_INSTRUCTIONS FOR THE TASK_
The answer must consist of the entries, copied exactly and in full.

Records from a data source
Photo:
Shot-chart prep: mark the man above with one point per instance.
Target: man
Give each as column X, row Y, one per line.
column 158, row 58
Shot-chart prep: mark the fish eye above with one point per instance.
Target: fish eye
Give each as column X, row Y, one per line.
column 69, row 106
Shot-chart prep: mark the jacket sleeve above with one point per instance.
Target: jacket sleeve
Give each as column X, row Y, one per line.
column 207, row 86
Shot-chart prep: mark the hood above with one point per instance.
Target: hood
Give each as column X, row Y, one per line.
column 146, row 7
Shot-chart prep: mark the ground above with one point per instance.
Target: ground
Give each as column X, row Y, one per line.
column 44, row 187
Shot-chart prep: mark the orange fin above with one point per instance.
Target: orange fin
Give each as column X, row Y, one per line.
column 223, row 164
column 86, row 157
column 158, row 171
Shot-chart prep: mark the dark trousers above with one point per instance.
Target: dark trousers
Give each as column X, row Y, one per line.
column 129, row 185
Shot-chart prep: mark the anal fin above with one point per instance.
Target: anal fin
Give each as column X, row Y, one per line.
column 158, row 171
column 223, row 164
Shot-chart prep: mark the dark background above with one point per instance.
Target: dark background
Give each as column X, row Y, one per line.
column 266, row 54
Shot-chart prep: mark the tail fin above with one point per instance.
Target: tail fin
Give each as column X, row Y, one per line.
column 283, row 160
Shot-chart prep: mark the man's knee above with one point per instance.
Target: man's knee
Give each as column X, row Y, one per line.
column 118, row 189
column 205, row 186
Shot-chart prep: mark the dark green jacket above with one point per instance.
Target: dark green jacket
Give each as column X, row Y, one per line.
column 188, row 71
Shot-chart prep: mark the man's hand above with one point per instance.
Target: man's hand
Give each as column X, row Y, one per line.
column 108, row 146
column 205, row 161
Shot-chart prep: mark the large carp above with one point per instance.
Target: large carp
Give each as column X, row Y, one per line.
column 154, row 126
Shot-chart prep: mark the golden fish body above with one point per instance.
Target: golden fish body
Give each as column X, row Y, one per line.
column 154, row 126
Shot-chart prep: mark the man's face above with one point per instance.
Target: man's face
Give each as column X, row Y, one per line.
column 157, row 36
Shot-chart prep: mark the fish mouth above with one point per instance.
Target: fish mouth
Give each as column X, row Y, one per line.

_OUTPUT BELOW_
Photo:
Shot-chart prep: mark the man above with one point per instance.
Target: man
Give each as column X, row Y, one per line.
column 158, row 58
Shot-chart prep: mark the fish eye above with one point per instance.
Target: fish eye
Give each as column X, row Y, one per line.
column 69, row 106
Shot-chart prep: mark the jacket sleeve above with one point per instance.
Target: jacket sleeve
Give each as column X, row Y, one per line.
column 207, row 86
Shot-chart prep: mark the hood above with one point per instance.
Target: hood
Give each as column X, row Y, one per line.
column 146, row 7
Shot-chart prep: mark the ground above with one point per instance.
Target: ground
Give each as column X, row Y, one per line.
column 44, row 187
Shot-chart prep: mark the orange fin above with one point per instance.
Target: orange fin
Give each as column X, row Y, one per line.
column 223, row 164
column 86, row 157
column 158, row 171
Shot-chart prep: mark the dark trousers above with one point per instance.
Target: dark trousers
Give each as column X, row Y, one per line.
column 129, row 185
Shot-chart prep: mark the anal fin above with one point per instance.
Target: anal fin
Give each as column X, row Y, one per line.
column 158, row 171
column 223, row 164
Shot-chart prep: mark the dark background above with one point per instance.
Target: dark background
Give each as column X, row Y, one per line.
column 266, row 54
Shot-chart prep: mark the tail fin above with one point per instance.
Target: tail fin
Give each as column X, row Y, one per line.
column 283, row 160
Shot-chart prep: mark the man's knee above with one point per instance.
Target: man's knee
Give each as column X, row Y, one per line.
column 118, row 189
column 205, row 186
Shot-chart prep: mark the dark green jacket above with one point per instance.
Target: dark green jacket
Give each as column X, row Y, one per line.
column 188, row 71
Shot-chart prep: mark the man's hand above with one point per instance.
Target: man's hand
Give each as column X, row Y, one per line.
column 108, row 146
column 205, row 161
Shot-chart prep: mark the large carp above with one point per instance.
Target: large carp
Give each as column X, row Y, one per line.
column 154, row 126
Shot-chart prep: mark the golden fish body above with one point per instance.
Target: golden fish body
Give each as column X, row Y, one per line.
column 154, row 126
Shot-chart prep: mark the man's face above with one point per instance.
Target: man's face
Give each as column X, row Y, one per line.
column 157, row 36
Shot-chart prep: mark the fish mouth above with one point per instance.
Target: fish mouth
Give each as column X, row Y, one per line.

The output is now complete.